TASK TO COMPLETE
Resume the passage about the album Used Heart For Sale, starting right after its final sentence.

TEXT SEGMENT
╭──

Used Heart For Sale boasts a strong roster of songwriters: George Ducas, Jim Lauderdale, John Levanthal (aka Mr. Rosanne Cash), Faron Young, Billy Sherrill, and Glenn Sutton all made contributions, as did producers Byron Hill and Mark Wright. Gary himself shared songwriting credits with Jake Kelly on the title track, which is one of my favorites from the album. Sherrill and Sutton wrote “Living In A House Full Of Love,” which had been a Top 5 hit for David Houston in 1965. Gary’s version of the Faron Young classic “Wine Me Up” is another highlight of the album. Tanya Tucker included it on her recent covers album, which got me to thinking that she’d be an ideal duet partner for Gary.

╰──

GIVEN RECORDS
╭──

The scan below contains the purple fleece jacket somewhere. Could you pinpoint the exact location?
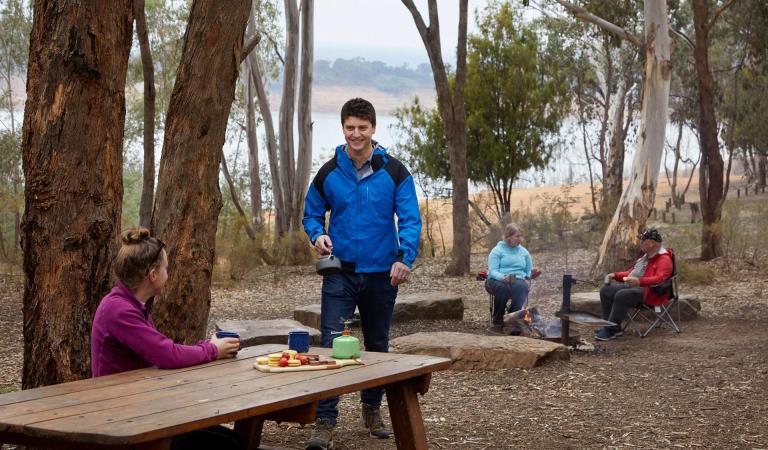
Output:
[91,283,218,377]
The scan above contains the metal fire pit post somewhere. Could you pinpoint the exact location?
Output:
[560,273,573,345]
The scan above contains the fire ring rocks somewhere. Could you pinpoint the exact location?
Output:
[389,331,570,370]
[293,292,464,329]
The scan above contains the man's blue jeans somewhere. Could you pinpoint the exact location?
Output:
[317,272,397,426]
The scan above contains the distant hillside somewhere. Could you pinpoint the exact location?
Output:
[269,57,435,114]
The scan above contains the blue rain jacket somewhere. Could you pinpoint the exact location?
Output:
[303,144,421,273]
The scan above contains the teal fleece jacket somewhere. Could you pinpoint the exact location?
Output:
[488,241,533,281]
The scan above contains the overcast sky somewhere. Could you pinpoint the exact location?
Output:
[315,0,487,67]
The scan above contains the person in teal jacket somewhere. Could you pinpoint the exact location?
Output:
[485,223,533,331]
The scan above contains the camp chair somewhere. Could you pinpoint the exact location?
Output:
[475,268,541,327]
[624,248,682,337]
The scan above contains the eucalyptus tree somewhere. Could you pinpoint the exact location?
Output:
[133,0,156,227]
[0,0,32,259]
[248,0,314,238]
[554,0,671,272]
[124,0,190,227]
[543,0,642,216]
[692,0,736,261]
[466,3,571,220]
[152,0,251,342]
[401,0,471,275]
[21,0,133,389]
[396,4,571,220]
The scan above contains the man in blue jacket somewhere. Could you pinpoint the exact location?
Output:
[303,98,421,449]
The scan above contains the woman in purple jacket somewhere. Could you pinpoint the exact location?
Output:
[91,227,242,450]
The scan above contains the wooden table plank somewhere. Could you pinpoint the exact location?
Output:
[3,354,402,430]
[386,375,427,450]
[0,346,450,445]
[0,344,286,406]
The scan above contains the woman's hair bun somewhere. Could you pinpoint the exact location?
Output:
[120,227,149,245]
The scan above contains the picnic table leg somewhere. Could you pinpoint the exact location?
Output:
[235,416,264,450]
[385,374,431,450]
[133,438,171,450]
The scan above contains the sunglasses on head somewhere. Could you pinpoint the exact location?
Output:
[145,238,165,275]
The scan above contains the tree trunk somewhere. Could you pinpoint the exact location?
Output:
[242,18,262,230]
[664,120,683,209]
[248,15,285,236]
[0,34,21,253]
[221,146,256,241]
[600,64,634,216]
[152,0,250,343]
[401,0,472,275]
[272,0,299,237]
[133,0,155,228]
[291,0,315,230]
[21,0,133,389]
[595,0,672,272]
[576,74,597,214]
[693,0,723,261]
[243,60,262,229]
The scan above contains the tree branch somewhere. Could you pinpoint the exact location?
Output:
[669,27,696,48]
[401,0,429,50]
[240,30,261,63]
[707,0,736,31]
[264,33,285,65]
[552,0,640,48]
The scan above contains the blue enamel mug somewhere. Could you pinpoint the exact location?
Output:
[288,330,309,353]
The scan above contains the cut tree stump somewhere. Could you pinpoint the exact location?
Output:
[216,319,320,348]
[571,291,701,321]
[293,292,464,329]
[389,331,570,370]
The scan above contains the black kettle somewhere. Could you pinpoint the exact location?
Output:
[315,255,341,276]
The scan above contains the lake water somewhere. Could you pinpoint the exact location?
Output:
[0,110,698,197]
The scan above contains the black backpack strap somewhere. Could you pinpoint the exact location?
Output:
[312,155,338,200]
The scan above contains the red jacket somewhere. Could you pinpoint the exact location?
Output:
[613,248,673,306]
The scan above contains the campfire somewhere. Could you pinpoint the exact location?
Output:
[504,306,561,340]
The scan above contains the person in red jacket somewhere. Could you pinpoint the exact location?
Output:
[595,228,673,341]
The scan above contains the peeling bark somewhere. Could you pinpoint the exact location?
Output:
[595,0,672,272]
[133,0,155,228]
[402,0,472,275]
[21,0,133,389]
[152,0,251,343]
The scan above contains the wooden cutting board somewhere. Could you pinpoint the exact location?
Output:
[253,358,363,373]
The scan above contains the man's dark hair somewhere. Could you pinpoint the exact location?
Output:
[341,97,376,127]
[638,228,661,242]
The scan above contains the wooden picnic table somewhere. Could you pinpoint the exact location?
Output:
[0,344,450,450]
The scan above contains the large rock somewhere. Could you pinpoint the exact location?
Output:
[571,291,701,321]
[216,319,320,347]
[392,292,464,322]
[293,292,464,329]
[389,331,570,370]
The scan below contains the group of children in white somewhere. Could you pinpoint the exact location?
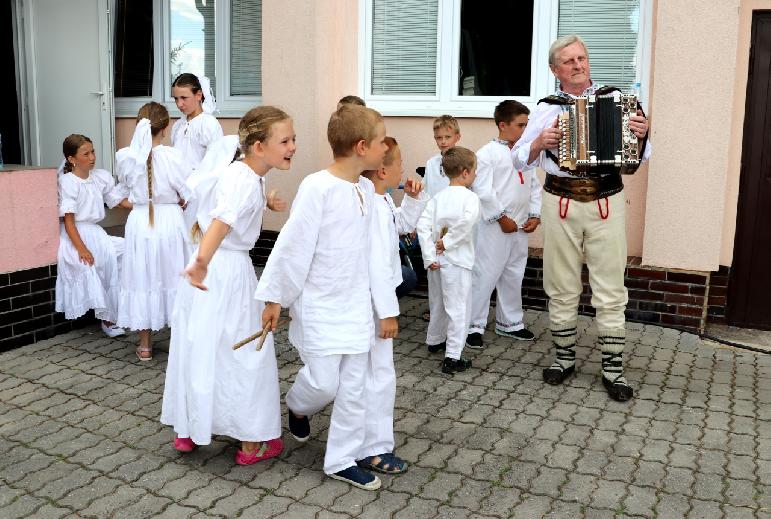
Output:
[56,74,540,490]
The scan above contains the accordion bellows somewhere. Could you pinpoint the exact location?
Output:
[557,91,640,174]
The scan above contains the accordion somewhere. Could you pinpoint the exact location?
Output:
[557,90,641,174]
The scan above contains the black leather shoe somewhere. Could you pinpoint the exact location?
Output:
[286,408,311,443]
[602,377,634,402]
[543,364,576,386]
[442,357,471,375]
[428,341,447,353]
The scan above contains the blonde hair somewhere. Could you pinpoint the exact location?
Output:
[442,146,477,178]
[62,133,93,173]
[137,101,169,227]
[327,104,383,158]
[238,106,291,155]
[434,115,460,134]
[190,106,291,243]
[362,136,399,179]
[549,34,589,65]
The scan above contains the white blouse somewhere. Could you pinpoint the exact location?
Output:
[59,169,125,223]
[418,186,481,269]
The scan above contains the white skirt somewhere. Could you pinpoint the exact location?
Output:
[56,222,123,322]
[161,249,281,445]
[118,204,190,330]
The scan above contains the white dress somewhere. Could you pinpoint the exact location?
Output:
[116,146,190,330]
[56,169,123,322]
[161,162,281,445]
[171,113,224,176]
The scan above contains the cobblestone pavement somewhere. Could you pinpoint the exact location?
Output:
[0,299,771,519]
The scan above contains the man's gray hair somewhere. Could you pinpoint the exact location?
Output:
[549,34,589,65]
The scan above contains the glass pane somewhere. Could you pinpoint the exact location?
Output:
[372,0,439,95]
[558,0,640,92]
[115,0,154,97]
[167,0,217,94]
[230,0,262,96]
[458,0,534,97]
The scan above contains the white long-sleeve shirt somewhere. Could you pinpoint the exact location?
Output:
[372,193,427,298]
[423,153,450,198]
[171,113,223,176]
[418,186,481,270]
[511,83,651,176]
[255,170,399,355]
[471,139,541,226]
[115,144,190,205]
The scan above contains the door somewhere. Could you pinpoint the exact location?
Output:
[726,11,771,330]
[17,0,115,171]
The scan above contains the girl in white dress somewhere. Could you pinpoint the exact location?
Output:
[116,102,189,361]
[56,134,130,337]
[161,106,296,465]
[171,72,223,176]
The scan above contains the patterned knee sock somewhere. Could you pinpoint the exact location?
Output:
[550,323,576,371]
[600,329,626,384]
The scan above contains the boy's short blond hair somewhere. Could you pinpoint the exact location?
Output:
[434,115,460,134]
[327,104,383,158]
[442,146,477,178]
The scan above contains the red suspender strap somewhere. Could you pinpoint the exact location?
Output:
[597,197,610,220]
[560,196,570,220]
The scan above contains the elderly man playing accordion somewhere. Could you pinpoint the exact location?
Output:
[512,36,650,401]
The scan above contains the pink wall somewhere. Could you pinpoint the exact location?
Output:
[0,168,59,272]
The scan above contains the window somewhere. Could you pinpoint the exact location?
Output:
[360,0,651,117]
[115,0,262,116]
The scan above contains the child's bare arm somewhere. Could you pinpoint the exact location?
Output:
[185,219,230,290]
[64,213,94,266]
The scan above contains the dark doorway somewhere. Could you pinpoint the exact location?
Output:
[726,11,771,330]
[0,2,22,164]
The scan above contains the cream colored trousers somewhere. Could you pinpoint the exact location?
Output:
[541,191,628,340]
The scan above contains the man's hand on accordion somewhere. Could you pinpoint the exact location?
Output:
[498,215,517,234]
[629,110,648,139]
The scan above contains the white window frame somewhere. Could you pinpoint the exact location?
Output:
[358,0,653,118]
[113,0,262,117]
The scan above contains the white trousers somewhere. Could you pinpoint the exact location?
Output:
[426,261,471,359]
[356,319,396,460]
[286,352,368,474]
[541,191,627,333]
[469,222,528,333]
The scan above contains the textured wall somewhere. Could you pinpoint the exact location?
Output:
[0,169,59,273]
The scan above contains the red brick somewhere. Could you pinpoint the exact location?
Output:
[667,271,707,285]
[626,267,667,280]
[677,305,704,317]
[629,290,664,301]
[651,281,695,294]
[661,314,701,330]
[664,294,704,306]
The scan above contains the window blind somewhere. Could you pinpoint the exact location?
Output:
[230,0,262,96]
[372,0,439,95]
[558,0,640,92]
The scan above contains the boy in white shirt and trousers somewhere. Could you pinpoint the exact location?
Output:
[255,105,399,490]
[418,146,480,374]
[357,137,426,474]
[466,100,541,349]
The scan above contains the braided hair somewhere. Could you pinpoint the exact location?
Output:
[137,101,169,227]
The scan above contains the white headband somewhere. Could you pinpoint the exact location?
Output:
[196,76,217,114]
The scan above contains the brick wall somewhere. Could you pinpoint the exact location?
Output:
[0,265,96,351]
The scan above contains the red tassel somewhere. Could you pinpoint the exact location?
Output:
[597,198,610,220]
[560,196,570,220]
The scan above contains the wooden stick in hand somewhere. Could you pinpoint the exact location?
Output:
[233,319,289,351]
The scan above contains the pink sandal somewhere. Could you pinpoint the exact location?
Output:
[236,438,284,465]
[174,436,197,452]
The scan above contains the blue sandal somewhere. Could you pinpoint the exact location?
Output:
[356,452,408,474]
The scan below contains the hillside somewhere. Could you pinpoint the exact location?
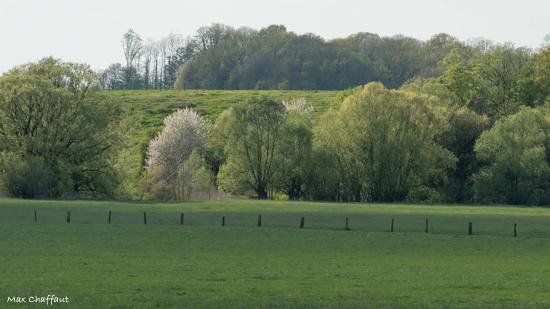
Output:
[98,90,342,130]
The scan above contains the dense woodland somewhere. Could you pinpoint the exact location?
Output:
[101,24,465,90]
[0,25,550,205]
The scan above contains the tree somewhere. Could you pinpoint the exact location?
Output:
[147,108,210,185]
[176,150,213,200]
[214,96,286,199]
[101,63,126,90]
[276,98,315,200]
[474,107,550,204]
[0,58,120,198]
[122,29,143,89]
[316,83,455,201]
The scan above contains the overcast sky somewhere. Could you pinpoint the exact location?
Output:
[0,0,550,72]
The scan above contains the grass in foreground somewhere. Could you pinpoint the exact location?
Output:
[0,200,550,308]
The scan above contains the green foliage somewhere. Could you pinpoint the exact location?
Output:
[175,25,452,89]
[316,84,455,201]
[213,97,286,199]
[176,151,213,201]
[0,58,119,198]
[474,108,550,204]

╰──

THE RESPONSE
The bluesy “Wake Up Screaming” closes the album. It’s the least traditional-sounding song in this collection, foreshadowing a style that Gary would use more frequently in subsequent albums. This one would have fit perfectly on 1999’s Smoke Rings In The Dark, perhaps more comfortably than it fits on this album.

Despite producing only one bonafide hit, Used Heart For Sale sold respectably, earning gold certification from the RIAA. Not as well known as Gary’s later albums, it is an overlooked gem in his discography. Decca Nashville folded in 1998, but Gary was transferred to the roster of Decca’s parent label, MCA which re-released Used Heart For Sale. It is still in print and is available both digitally and in CD form from retailers such as Amazon and iTunes.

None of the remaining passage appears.